#### 課題一覧:
A. 以下のCRMについての文章から、「データの集約・分析がビジネス」から「ぜひ参考にしてみてください。」までの部分を、両端も含めて一字一句変えずに再掲してください。
B. 以下のCRMについての文章を読み、次の問いに答えてください。解答にも同じ番号を付けること。
(i) CRMでできることとして挙げられているのは何ですか。
(ii) 本記事が中心に解説するとしている内容は何ですか。
(iii) CRMは日本語で何と訳されますか。
C. 以下のCRMについての文章が途切れたところから続きを引き取り、書き進めてください。

データの集約・分析がビジネスの成功を左右するといっても過言ではない現代では、さまざまなツールが企業に導入されています。顧客情報の蓄積・一元管理ができる「CRM」もその一つ。
しかし、CRMを活用して具体的にどのような施策を実行できるのかわからない、という人も少なくないのではないでしょうか。
そこで本記事では、CRM施策のメリットや代表的な施策例を中心に解説します。おすすめのツールや企業事例も紹介するので、ぜひ参考にしてみてください。
この記事の内容
CRMとは?
CRMとは、「Customer Relationship Management(カスタマー・リレーションシップ・マネジメント)」の略で、日本語では「顧客関係管理」と訳されます。

(コレクションから抽出したデータ)
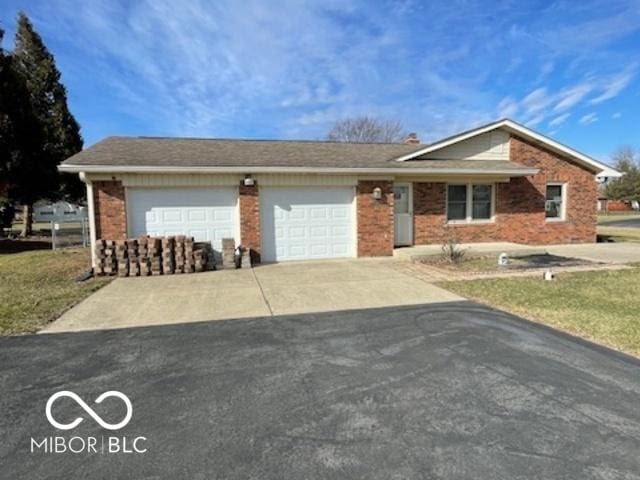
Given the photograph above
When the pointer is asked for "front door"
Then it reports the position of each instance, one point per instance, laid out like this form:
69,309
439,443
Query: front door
403,214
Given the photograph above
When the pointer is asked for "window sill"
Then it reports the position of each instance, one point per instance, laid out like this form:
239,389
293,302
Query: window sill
470,222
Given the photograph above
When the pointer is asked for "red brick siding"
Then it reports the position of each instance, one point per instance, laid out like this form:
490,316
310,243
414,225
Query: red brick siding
520,215
375,219
250,220
110,210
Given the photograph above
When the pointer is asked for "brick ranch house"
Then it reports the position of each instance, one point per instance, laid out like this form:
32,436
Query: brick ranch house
295,200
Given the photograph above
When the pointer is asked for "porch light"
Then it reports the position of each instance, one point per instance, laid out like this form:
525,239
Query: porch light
248,181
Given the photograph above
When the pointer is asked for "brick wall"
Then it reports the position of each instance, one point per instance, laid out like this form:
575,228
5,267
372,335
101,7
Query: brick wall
520,215
375,219
110,210
250,220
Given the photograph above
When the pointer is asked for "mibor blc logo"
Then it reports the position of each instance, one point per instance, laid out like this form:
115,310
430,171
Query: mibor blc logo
91,444
89,410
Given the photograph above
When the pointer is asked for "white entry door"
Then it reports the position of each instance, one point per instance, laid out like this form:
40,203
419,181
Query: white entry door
300,223
206,214
403,214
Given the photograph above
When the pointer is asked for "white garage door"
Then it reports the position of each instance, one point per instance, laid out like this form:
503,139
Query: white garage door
307,223
206,214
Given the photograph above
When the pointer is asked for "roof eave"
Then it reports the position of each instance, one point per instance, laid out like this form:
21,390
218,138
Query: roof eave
71,168
515,128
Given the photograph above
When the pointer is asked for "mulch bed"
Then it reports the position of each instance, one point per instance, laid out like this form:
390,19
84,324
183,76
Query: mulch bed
489,264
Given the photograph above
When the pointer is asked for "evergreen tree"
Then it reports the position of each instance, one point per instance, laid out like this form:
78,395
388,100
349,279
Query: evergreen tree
20,138
60,132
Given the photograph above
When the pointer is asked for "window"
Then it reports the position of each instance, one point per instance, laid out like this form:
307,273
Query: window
469,203
481,202
457,202
554,204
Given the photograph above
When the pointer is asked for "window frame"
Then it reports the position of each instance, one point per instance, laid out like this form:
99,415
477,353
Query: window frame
469,205
563,207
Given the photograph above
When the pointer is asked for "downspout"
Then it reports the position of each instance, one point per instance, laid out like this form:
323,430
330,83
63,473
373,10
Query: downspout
92,218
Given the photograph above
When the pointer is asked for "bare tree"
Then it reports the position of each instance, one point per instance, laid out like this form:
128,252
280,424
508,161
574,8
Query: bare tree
367,130
626,160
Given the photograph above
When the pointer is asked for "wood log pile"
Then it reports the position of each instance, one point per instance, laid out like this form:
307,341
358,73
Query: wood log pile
145,256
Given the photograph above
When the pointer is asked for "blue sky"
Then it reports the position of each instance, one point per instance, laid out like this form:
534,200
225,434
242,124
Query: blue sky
289,69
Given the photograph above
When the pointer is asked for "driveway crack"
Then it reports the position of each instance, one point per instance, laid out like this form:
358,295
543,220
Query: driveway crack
264,297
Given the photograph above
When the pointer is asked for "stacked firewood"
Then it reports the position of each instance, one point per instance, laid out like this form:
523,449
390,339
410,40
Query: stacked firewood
145,256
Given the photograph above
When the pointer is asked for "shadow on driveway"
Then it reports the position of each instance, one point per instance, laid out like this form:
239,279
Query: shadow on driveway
453,390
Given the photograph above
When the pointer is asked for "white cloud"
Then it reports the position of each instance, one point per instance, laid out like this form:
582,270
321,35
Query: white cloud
588,119
613,86
289,68
559,120
572,96
507,108
536,101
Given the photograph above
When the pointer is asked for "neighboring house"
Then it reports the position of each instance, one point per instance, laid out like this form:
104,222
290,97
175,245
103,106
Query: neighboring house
294,200
46,211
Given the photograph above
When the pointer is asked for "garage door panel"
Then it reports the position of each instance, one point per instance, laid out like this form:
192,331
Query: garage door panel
197,215
206,214
307,223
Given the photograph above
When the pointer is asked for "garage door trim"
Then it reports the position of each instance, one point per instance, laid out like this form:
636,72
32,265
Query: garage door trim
269,252
129,203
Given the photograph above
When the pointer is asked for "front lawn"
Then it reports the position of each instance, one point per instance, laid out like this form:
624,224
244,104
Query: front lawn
618,234
38,286
601,306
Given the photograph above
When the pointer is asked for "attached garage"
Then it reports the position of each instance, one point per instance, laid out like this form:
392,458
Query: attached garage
206,214
300,223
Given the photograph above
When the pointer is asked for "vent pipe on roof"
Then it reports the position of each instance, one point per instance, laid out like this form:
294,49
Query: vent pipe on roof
412,138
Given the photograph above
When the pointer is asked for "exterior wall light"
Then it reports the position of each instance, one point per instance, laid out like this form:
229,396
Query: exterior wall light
248,181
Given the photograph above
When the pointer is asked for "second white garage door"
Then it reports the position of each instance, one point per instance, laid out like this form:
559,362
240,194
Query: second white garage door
207,214
306,223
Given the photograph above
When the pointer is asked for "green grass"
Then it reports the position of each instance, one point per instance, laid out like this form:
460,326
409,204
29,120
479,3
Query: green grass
36,287
601,306
618,234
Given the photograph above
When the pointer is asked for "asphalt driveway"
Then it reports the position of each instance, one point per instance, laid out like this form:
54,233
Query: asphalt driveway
453,390
277,289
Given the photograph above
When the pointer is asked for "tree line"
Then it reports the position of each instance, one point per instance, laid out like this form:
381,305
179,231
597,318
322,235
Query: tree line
37,129
627,187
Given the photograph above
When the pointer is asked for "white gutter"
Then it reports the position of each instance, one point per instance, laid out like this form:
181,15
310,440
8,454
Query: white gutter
518,129
520,172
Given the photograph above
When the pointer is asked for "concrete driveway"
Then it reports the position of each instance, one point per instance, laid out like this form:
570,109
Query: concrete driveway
277,289
445,391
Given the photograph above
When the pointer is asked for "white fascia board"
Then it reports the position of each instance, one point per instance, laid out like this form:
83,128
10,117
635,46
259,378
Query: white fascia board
610,173
513,127
525,172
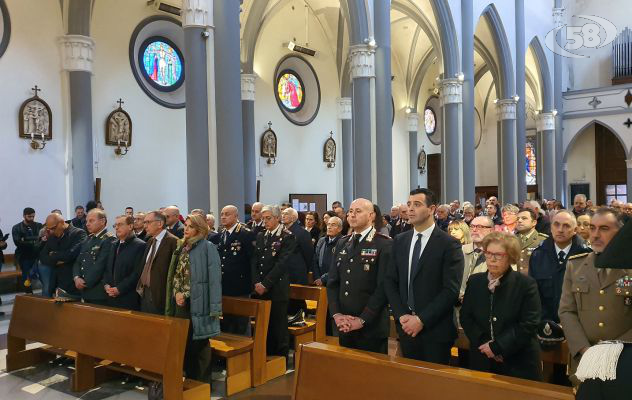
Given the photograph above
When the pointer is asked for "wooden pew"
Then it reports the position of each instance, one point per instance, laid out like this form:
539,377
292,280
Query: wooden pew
358,375
245,356
315,330
99,337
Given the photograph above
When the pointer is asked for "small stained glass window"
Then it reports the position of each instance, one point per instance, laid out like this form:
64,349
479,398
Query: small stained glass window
162,63
290,91
430,120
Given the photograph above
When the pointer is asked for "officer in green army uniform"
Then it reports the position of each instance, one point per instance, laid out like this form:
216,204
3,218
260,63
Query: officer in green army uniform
90,264
596,304
529,238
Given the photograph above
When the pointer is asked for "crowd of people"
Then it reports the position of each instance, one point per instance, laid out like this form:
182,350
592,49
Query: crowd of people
516,277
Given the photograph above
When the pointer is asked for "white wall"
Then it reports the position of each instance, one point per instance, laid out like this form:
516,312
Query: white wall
153,173
299,165
32,178
581,161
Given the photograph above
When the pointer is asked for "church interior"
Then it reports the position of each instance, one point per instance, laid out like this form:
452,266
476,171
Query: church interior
231,107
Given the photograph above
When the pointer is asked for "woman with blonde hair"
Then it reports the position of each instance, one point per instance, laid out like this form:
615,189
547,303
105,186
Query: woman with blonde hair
501,312
194,292
459,230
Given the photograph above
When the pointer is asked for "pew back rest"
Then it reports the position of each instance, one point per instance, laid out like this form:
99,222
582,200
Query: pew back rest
151,342
362,375
319,295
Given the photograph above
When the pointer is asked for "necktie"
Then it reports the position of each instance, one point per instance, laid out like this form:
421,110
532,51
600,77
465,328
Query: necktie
561,257
413,262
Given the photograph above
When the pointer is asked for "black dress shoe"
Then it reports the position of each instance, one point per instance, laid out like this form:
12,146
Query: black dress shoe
297,319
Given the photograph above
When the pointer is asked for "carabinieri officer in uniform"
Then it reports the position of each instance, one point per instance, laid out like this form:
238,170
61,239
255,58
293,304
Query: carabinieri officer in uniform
355,291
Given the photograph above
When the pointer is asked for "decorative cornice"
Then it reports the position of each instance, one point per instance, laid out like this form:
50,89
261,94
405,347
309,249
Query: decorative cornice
77,52
545,122
451,91
413,122
506,109
362,61
195,13
344,108
558,16
248,86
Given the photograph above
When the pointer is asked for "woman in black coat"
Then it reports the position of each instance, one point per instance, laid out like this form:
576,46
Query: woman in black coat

#### 課題ごとの解答:
A.
データの集約・分析がビジネスの成功を左右するといっても過言ではない現代では、さまざまなツールが企業に導入されています。顧客情報の蓄積・一元管理ができる「CRM」もその一つ。
しかし、CRMを活用して具体的にどのような施策を実行できるのかわからない、という人も少なくないのではないでしょうか。
そこで本記事では、CRM施策のメリットや代表的な施策例を中心に解説します。おすすめのツールや企業事例も紹介するので、ぜひ参考にしてみてください。

B.
(i) 顧客情報の蓄積・一元管理
(ii) CRM施策のメリットや代表的な施策例
(iii) 顧客関係管理

C.
顧客に関するさまざまな情報──たとえば購買履歴や問い合わせ内容、Webサイト上での行動履歴など──を収集・分析し、企業が顧客との関係をより良好に構築・維持するための戦略的な取り組みを指します。
元々は、顧客との関係性を強化するための考え方や手法を意味していましたが、近年ではそれを実現するためのシステムやツールそのものを「CRM」と呼ぶことも一般的になっています。
効果的なCRMの導入により、顧客満足度の向上やロイヤルティの強化、さらには売上向上といったビジネス成果にもつながるため、あらゆる業界で注目を集めています。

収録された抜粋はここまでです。